Can you copy the records below word for word, leaving the pictures out?
BEGIN Records shown
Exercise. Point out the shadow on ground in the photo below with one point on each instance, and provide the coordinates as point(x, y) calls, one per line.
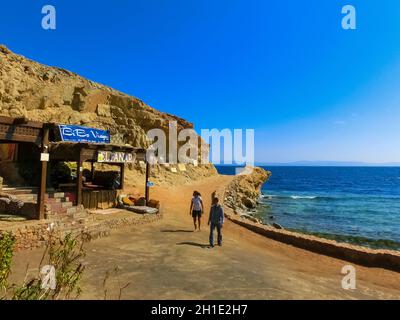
point(176, 230)
point(194, 244)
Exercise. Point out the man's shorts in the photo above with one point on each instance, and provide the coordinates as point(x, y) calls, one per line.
point(196, 213)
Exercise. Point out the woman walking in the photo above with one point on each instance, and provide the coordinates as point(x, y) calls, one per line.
point(196, 209)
END Records shown
- _Task result_:
Exercise. Point out the shadow on ground in the photo below with one point on each instance, and provide the coordinates as point(x, y) calls, one per line.
point(176, 230)
point(194, 244)
Exercise. Point out the man's shorts in the photo above with one point on each instance, and provide the coordinates as point(x, y) calls, one per line.
point(196, 213)
Exercise. Point out the woman walking in the photo above with one point on each instance, and provide the coordinates as point(x, y) calls, one per line.
point(196, 209)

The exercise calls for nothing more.